Dataset items:

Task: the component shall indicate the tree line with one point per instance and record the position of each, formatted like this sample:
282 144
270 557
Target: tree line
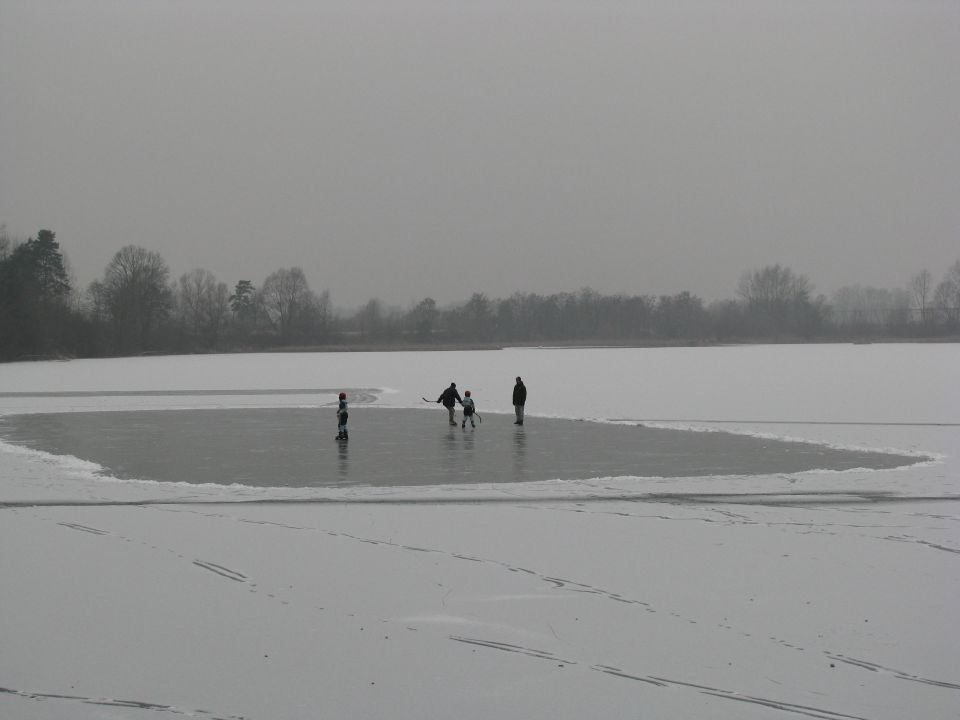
136 307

Work instructions: Any pictures should be dropped; transcribe the rest of the records above exactly.

Exercise output:
Task: the component shall indicate the tree line with one point per instance and record the position of each, formatted like this sample:
282 144
270 557
Target: tree line
136 307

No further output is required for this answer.